Carry over everything from the line containing "the pumpkin ridge" down to the end of the entries, keeping the wording of each line and adding 21 to every x and y pixel coordinate in the answers.

++++ Dataset excerpts ++++

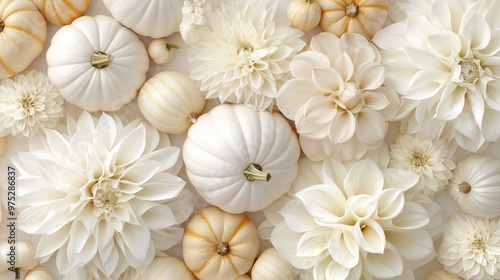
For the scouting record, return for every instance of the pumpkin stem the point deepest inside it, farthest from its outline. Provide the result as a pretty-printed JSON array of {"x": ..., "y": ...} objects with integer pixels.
[
  {"x": 173, "y": 46},
  {"x": 101, "y": 59},
  {"x": 464, "y": 187},
  {"x": 352, "y": 10},
  {"x": 222, "y": 248},
  {"x": 254, "y": 172}
]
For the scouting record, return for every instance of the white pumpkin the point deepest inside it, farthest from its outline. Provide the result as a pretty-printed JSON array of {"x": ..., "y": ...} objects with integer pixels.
[
  {"x": 239, "y": 159},
  {"x": 96, "y": 63},
  {"x": 23, "y": 32},
  {"x": 271, "y": 265},
  {"x": 170, "y": 101},
  {"x": 166, "y": 268},
  {"x": 62, "y": 12},
  {"x": 475, "y": 185},
  {"x": 151, "y": 18},
  {"x": 218, "y": 245}
]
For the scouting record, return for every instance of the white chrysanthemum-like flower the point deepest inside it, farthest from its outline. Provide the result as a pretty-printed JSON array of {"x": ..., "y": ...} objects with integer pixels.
[
  {"x": 28, "y": 104},
  {"x": 353, "y": 222},
  {"x": 103, "y": 195},
  {"x": 337, "y": 98},
  {"x": 243, "y": 54},
  {"x": 445, "y": 57},
  {"x": 471, "y": 247},
  {"x": 431, "y": 160}
]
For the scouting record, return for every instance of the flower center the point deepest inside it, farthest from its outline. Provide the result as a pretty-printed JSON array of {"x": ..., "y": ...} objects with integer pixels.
[
  {"x": 352, "y": 10},
  {"x": 469, "y": 71}
]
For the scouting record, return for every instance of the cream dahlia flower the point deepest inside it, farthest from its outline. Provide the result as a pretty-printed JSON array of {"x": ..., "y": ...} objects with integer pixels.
[
  {"x": 471, "y": 247},
  {"x": 337, "y": 98},
  {"x": 243, "y": 53},
  {"x": 101, "y": 196},
  {"x": 445, "y": 58},
  {"x": 431, "y": 160},
  {"x": 353, "y": 223},
  {"x": 28, "y": 104}
]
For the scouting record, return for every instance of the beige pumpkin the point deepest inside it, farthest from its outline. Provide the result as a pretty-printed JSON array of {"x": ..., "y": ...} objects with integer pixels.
[
  {"x": 365, "y": 17},
  {"x": 304, "y": 14},
  {"x": 170, "y": 101},
  {"x": 218, "y": 245},
  {"x": 23, "y": 32},
  {"x": 62, "y": 12}
]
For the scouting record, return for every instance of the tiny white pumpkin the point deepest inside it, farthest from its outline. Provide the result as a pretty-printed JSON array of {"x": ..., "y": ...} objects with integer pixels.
[
  {"x": 218, "y": 245},
  {"x": 161, "y": 51},
  {"x": 304, "y": 14},
  {"x": 96, "y": 63},
  {"x": 170, "y": 101},
  {"x": 151, "y": 18},
  {"x": 166, "y": 268},
  {"x": 23, "y": 32},
  {"x": 239, "y": 159},
  {"x": 271, "y": 265},
  {"x": 475, "y": 185},
  {"x": 62, "y": 12},
  {"x": 38, "y": 273}
]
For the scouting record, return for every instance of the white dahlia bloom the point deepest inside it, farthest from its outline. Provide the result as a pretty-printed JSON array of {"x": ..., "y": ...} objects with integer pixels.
[
  {"x": 337, "y": 98},
  {"x": 354, "y": 223},
  {"x": 28, "y": 104},
  {"x": 102, "y": 196},
  {"x": 430, "y": 160},
  {"x": 445, "y": 57},
  {"x": 243, "y": 54},
  {"x": 471, "y": 247}
]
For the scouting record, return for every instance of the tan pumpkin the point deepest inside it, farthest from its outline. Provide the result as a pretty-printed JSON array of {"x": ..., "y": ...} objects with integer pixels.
[
  {"x": 219, "y": 245},
  {"x": 23, "y": 32},
  {"x": 304, "y": 14},
  {"x": 365, "y": 17},
  {"x": 62, "y": 12}
]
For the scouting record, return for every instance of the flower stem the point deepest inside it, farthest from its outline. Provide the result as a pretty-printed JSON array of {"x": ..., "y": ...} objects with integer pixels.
[
  {"x": 101, "y": 59},
  {"x": 254, "y": 172}
]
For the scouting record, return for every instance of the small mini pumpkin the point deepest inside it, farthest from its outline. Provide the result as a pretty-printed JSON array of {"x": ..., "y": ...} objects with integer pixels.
[
  {"x": 475, "y": 185},
  {"x": 23, "y": 32},
  {"x": 62, "y": 12},
  {"x": 239, "y": 159},
  {"x": 96, "y": 63},
  {"x": 365, "y": 17},
  {"x": 271, "y": 265},
  {"x": 166, "y": 268},
  {"x": 304, "y": 14},
  {"x": 170, "y": 101},
  {"x": 218, "y": 245},
  {"x": 161, "y": 51}
]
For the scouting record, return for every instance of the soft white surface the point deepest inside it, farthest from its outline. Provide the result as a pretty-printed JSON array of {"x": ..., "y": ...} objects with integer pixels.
[{"x": 179, "y": 63}]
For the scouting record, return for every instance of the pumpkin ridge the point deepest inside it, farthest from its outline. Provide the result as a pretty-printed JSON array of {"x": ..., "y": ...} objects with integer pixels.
[{"x": 27, "y": 32}]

++++

■ Task result:
For the scouting record, return for every instance of the pumpkin ridge the point deepest inside it, farthest from its outline. Provide the result as a pretty-printed JSON array of {"x": ..., "y": ...} objects with integer pixels.
[{"x": 48, "y": 53}]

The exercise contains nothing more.